Start of QUOTED PASSAGE

Business model remains effective
Looking ahead, I expect MO to keep enjoying low cost, high margin, and therefore superb profitability.
For cost, the following chart compares’ its capex expenditures and its total depreciation and amortization (“DA”). As a quick and dirty approximation, I’m using the DA data here to represent the maintenance capex of the business. As seen, MO spends around $200M to $225M quarterly on DA and capex only. And that is it – enough to support a business that has generated more than $5 BILLION quarterly sales on average in recent years.
On the margin front, the following two charts show its ROCE (return on capital employed) in recent years and also its various margins when compared to Apple (AAPL). The point here is not to compare oranges to apples (pun intended), but to show its profitability rivals a tech giant is considered the best/largest money-minting machine in the world.

End of QUOTED PASSAGE
Start of GIVEN INFORMATION

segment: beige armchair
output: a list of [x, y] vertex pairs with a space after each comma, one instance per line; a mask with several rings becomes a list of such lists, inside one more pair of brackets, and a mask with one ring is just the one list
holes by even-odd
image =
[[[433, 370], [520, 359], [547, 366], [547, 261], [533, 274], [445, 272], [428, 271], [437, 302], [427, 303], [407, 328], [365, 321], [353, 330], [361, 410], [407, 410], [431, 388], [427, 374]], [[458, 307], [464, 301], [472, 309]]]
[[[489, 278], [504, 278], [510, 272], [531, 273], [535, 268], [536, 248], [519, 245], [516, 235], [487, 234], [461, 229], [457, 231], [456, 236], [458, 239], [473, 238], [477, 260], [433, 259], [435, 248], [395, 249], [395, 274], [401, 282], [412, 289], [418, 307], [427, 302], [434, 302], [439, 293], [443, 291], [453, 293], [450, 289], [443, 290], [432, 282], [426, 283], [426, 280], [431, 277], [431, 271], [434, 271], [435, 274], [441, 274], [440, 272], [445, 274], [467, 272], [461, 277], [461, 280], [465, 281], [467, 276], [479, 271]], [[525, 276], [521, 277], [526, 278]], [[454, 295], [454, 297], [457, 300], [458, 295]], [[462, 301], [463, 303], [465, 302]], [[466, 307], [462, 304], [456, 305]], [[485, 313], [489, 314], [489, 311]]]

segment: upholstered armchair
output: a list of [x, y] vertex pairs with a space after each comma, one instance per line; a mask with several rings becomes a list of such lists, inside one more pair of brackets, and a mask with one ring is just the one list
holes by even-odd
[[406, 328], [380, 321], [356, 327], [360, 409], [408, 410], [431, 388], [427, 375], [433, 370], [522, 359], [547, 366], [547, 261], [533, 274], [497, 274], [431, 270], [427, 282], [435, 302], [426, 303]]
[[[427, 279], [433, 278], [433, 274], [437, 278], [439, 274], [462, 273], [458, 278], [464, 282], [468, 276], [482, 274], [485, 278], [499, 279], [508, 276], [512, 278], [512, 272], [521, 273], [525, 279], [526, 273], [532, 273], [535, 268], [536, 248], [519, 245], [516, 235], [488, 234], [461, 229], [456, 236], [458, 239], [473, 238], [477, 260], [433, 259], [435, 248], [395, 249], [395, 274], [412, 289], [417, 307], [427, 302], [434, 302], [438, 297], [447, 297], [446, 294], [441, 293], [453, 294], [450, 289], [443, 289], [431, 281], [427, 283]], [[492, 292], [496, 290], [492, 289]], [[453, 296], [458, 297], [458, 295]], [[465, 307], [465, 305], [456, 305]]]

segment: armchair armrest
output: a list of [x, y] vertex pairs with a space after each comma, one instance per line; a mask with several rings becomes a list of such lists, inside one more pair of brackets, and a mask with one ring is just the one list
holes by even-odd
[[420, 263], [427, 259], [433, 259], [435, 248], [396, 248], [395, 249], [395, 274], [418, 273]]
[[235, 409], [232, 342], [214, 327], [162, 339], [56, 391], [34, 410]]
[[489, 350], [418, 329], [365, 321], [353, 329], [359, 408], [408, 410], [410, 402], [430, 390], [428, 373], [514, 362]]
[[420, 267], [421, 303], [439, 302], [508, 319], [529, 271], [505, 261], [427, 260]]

End of GIVEN INFORMATION

EXERCISE REQUIREMENTS:
A: Reproduce the part of the text on MO's business model that lies between "On the margin" and "in the world.", inclusive.
B: According to the text on MO's business model, roughly how much does MO spend each quarter on DA and capex?
The data come from a source unrelated to the text on MO's business model.

OUTPUTS FOR THE TASKS:
A:
On the margin front, the following two charts show its ROCE (return on capital employed) in recent years and also its various margins when compared to Apple (AAPL). The point here is not to compare oranges to apples (pun intended), but to show its profitability rivals a tech giant is considered the best/largest money-minting machine in the world.

B: Around $200M to $225M.